Working data =
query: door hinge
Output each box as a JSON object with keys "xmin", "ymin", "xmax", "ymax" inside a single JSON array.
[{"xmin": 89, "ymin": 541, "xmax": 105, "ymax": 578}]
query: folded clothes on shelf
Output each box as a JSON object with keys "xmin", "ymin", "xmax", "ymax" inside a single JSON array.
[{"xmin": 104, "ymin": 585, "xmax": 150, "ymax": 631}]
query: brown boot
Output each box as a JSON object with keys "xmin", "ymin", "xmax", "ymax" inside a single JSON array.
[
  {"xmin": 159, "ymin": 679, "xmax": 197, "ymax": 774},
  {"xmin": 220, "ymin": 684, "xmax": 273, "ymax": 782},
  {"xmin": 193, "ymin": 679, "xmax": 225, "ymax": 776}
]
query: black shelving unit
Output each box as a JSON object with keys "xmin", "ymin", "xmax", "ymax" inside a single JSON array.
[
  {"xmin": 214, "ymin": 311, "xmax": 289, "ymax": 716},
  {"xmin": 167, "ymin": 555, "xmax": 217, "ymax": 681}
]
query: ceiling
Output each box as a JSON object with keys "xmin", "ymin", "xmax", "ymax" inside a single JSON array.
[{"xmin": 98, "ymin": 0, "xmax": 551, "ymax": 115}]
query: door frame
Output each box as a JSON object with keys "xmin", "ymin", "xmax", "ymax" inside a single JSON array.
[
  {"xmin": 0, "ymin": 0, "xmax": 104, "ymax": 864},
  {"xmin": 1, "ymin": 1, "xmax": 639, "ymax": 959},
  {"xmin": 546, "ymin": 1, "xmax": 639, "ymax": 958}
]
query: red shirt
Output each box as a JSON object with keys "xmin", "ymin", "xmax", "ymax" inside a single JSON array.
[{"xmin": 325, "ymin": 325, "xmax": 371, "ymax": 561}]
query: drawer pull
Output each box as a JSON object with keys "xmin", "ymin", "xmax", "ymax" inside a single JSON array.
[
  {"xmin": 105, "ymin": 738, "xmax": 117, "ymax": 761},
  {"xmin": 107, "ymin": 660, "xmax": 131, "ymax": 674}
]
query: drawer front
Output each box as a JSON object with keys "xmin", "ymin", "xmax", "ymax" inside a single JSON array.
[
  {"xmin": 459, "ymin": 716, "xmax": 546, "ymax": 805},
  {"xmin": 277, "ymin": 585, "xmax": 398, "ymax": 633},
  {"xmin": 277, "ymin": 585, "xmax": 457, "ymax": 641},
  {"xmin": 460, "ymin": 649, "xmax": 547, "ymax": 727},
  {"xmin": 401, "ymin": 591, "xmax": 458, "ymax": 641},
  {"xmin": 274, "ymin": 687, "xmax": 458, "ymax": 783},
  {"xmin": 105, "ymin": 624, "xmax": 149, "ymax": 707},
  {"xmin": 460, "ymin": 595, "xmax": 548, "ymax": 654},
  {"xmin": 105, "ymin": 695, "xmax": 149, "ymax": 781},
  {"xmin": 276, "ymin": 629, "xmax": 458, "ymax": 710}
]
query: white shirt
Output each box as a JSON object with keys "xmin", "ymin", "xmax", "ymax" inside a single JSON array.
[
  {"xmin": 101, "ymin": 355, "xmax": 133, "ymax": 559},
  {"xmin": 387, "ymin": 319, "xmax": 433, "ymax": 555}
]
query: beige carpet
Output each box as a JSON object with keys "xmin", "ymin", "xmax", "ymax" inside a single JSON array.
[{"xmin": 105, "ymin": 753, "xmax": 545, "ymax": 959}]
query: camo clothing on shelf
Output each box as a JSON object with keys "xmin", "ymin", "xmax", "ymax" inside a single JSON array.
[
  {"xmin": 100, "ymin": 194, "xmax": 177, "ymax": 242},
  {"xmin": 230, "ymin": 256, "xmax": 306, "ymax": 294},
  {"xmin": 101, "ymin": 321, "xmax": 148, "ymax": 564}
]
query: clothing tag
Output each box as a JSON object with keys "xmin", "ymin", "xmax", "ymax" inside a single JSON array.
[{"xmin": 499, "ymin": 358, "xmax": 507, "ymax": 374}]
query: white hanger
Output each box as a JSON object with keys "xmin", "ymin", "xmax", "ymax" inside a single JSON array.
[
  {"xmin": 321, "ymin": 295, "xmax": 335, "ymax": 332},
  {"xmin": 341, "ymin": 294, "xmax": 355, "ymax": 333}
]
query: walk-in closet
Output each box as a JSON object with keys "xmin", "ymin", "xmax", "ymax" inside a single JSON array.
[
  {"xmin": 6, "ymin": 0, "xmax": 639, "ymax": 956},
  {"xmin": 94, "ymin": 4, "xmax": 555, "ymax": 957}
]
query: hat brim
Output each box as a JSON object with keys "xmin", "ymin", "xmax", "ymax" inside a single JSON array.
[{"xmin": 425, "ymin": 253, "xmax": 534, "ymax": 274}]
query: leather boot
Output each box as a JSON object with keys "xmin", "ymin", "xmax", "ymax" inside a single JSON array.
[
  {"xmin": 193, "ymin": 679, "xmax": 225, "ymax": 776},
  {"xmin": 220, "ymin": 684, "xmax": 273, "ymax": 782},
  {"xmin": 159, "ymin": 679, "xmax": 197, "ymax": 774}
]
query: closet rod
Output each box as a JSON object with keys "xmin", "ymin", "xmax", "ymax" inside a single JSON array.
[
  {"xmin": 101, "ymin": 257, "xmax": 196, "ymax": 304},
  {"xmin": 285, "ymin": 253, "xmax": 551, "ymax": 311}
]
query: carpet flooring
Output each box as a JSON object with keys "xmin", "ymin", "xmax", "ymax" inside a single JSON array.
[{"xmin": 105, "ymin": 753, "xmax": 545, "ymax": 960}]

What to do = Please set down the entire material above exactly as presented.

Expected output =
query: door hinge
Output each box as a JSON object with keys "xmin", "ymin", "xmax", "ymax" inside a single JSON array.
[{"xmin": 89, "ymin": 541, "xmax": 105, "ymax": 578}]
query: folded clothes on shelf
Output each box as a JSON object with keys "xmin", "ymin", "xmax", "ymax" inside a single JSON array.
[{"xmin": 104, "ymin": 585, "xmax": 150, "ymax": 631}]
query: brown boot
Output each box as a JSON object with keys "xmin", "ymin", "xmax", "ymax" inside a single JSON array.
[
  {"xmin": 159, "ymin": 679, "xmax": 197, "ymax": 774},
  {"xmin": 220, "ymin": 684, "xmax": 273, "ymax": 782},
  {"xmin": 193, "ymin": 679, "xmax": 225, "ymax": 776}
]
query: black shelving unit
Output each box as a JSON object with keys "xmin", "ymin", "xmax", "ymax" inside a single JSON array.
[
  {"xmin": 214, "ymin": 311, "xmax": 289, "ymax": 716},
  {"xmin": 167, "ymin": 555, "xmax": 217, "ymax": 681}
]
query: ceiling
Output each box as a JSON object with keys "xmin", "ymin", "xmax", "ymax" inside a single JSON array.
[{"xmin": 98, "ymin": 0, "xmax": 551, "ymax": 115}]
query: door frame
Output each box as a JSON object with keys "xmin", "ymin", "xmax", "ymax" inside a single JSON array.
[
  {"xmin": 0, "ymin": 0, "xmax": 104, "ymax": 864},
  {"xmin": 1, "ymin": 1, "xmax": 639, "ymax": 959},
  {"xmin": 546, "ymin": 1, "xmax": 639, "ymax": 958}
]
query: red shirt
Output each box as a JSON object with keys "xmin", "ymin", "xmax", "ymax" inside a single JSON array.
[{"xmin": 325, "ymin": 325, "xmax": 371, "ymax": 561}]
query: drawer pull
Output each box as a JSON object with keys "xmin", "ymin", "xmax", "ymax" inside a single JSON array.
[
  {"xmin": 105, "ymin": 738, "xmax": 117, "ymax": 761},
  {"xmin": 107, "ymin": 660, "xmax": 131, "ymax": 674}
]
query: drawer front
Output each box as a JSON object with keys "xmin", "ymin", "xmax", "ymax" inside a single JSON array.
[
  {"xmin": 459, "ymin": 716, "xmax": 546, "ymax": 805},
  {"xmin": 277, "ymin": 585, "xmax": 398, "ymax": 633},
  {"xmin": 277, "ymin": 585, "xmax": 457, "ymax": 641},
  {"xmin": 460, "ymin": 649, "xmax": 547, "ymax": 727},
  {"xmin": 401, "ymin": 591, "xmax": 458, "ymax": 641},
  {"xmin": 274, "ymin": 687, "xmax": 458, "ymax": 783},
  {"xmin": 105, "ymin": 624, "xmax": 149, "ymax": 707},
  {"xmin": 460, "ymin": 595, "xmax": 548, "ymax": 654},
  {"xmin": 105, "ymin": 695, "xmax": 149, "ymax": 781},
  {"xmin": 276, "ymin": 629, "xmax": 458, "ymax": 710}
]
query: white shirt
Output each box as a JSON object with keys "xmin", "ymin", "xmax", "ymax" inside a single JSON array.
[
  {"xmin": 101, "ymin": 355, "xmax": 133, "ymax": 559},
  {"xmin": 387, "ymin": 319, "xmax": 433, "ymax": 555}
]
query: beige carpet
Output each box as a JSON object with keys "xmin", "ymin", "xmax", "ymax" inside a single JSON array.
[{"xmin": 105, "ymin": 753, "xmax": 545, "ymax": 959}]
query: camo clothing on shelf
Output each box as a JSON object with keys "xmin", "ymin", "xmax", "ymax" inside a single JSON array.
[
  {"xmin": 100, "ymin": 194, "xmax": 177, "ymax": 242},
  {"xmin": 230, "ymin": 256, "xmax": 306, "ymax": 294},
  {"xmin": 101, "ymin": 321, "xmax": 148, "ymax": 564}
]
query: clothing tag
Output each box as a JSON object with keys "xmin", "ymin", "xmax", "ymax" inside a single JSON array.
[{"xmin": 499, "ymin": 358, "xmax": 507, "ymax": 374}]
query: white hanger
Output each box as a JSON object with keys "xmin", "ymin", "xmax", "ymax" inside a single JSON array.
[
  {"xmin": 321, "ymin": 295, "xmax": 335, "ymax": 332},
  {"xmin": 341, "ymin": 294, "xmax": 355, "ymax": 333}
]
query: walk-in closet
Output each box as a JSON object with keys "xmin", "ymin", "xmax", "ymax" inside a single JSON array.
[
  {"xmin": 6, "ymin": 0, "xmax": 639, "ymax": 956},
  {"xmin": 94, "ymin": 4, "xmax": 555, "ymax": 957}
]
query: hat brim
Output each box as a JSON object with keys "xmin", "ymin", "xmax", "ymax" inside a single JSON array.
[{"xmin": 425, "ymin": 253, "xmax": 534, "ymax": 274}]
query: leather boot
Output each box as a JSON object with keys "xmin", "ymin", "xmax", "ymax" inside a single JSON array.
[
  {"xmin": 193, "ymin": 679, "xmax": 225, "ymax": 776},
  {"xmin": 220, "ymin": 684, "xmax": 273, "ymax": 782},
  {"xmin": 159, "ymin": 679, "xmax": 197, "ymax": 774}
]
query: closet rod
Output each box as a JSON object with keys "xmin", "ymin", "xmax", "ymax" inside a single JSON array.
[
  {"xmin": 101, "ymin": 257, "xmax": 196, "ymax": 304},
  {"xmin": 285, "ymin": 253, "xmax": 551, "ymax": 311}
]
query: carpet flooring
Output each box as a JSON object with keys "xmin", "ymin", "xmax", "ymax" inside a single JSON array.
[{"xmin": 105, "ymin": 753, "xmax": 545, "ymax": 960}]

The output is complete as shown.